# Exercise prompt:
Count the lines in the following data that include "glass". Please write only the number.

Point localization data:
◇ ◇ ◇ ◇ ◇

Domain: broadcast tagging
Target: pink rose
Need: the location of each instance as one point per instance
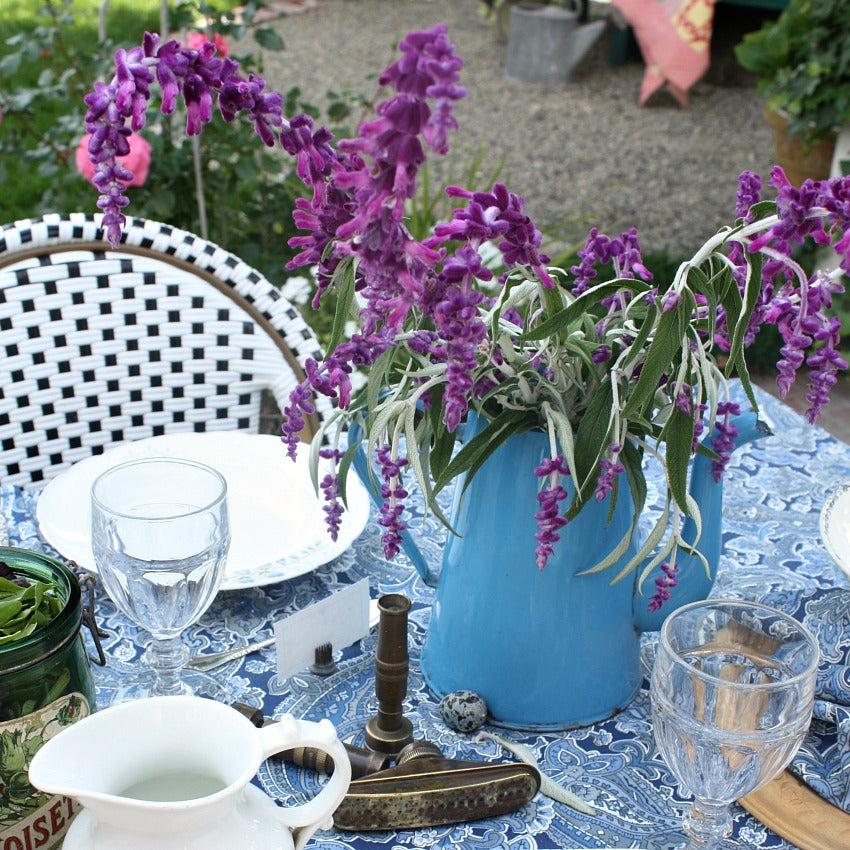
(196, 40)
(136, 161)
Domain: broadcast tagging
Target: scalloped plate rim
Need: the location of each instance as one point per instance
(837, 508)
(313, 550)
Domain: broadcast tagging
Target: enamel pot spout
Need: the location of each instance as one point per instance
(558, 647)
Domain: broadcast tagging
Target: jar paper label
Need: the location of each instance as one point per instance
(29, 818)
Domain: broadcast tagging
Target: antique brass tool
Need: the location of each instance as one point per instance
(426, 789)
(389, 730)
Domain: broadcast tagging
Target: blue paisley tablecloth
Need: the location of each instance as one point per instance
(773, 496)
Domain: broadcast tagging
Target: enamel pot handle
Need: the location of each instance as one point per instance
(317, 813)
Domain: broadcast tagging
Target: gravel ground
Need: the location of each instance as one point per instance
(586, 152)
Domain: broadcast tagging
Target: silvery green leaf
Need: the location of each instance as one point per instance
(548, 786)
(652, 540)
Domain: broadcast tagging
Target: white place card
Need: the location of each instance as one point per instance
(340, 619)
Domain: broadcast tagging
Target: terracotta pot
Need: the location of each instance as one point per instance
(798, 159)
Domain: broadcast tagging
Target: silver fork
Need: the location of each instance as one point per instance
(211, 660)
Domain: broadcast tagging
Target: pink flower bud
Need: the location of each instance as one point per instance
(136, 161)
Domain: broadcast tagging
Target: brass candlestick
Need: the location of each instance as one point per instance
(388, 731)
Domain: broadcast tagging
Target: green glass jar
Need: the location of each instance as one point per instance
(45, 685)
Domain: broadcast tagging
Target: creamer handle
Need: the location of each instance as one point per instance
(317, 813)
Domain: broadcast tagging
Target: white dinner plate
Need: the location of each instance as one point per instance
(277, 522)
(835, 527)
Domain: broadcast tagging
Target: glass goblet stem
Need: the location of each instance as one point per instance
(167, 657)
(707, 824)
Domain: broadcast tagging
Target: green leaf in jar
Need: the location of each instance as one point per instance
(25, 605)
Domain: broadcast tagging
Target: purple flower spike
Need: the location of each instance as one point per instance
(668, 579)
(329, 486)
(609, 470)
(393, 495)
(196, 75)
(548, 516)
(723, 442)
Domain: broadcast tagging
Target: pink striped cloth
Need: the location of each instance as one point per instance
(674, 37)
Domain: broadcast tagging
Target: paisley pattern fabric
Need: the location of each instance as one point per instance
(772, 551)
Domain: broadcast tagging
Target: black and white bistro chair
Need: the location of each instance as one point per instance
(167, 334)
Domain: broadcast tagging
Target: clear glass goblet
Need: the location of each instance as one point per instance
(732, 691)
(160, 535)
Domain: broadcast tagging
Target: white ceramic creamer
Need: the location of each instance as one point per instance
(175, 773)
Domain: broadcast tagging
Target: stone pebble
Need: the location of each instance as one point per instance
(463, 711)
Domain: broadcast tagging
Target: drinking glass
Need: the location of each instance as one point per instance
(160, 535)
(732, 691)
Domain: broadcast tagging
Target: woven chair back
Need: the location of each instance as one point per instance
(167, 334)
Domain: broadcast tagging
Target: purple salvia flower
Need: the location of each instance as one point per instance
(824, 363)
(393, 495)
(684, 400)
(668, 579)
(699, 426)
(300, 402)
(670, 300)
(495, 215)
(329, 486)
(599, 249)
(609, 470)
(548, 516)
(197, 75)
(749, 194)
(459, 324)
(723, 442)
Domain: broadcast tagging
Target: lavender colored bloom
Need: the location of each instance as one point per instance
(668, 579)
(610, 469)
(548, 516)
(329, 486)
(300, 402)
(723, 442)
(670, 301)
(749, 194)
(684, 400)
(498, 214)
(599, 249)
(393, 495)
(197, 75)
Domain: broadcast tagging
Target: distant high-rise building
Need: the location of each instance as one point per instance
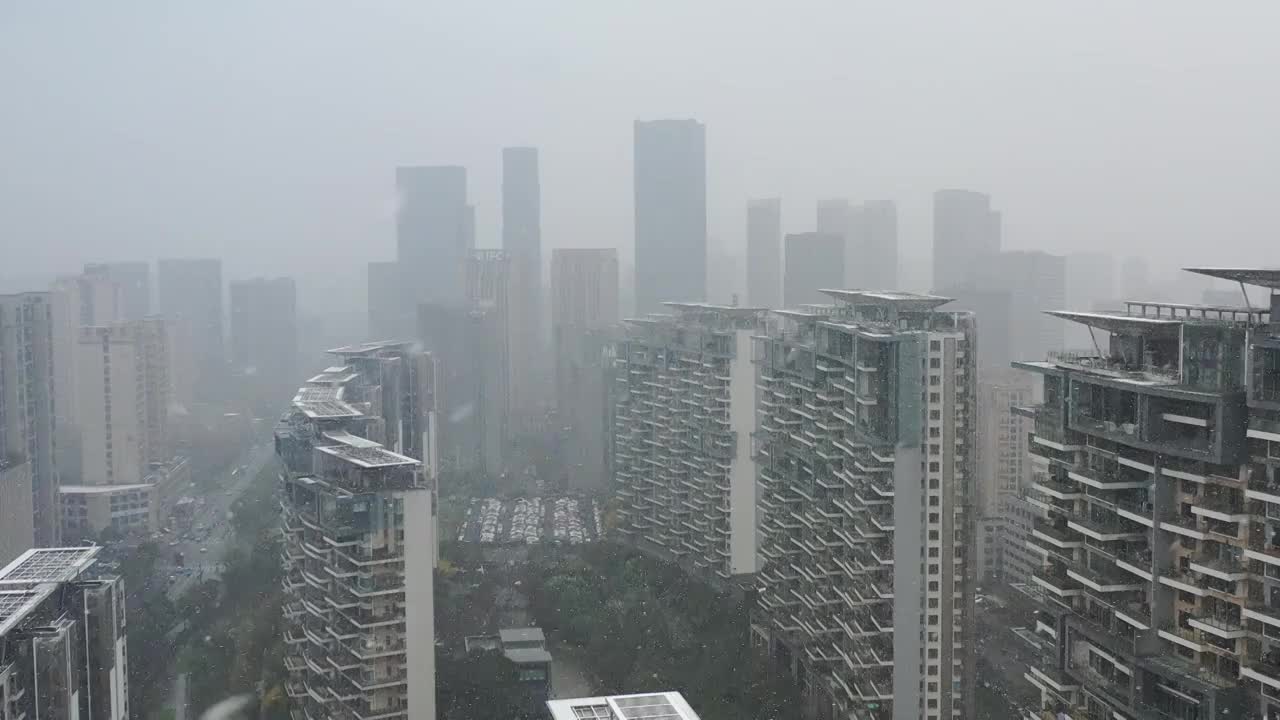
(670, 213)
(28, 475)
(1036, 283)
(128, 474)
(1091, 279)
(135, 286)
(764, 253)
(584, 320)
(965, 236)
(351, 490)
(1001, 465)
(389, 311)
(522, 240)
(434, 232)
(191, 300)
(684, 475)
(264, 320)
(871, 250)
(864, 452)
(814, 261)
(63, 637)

◇ ◇ ◇ ◇ ◇

# Output of the exercise:
4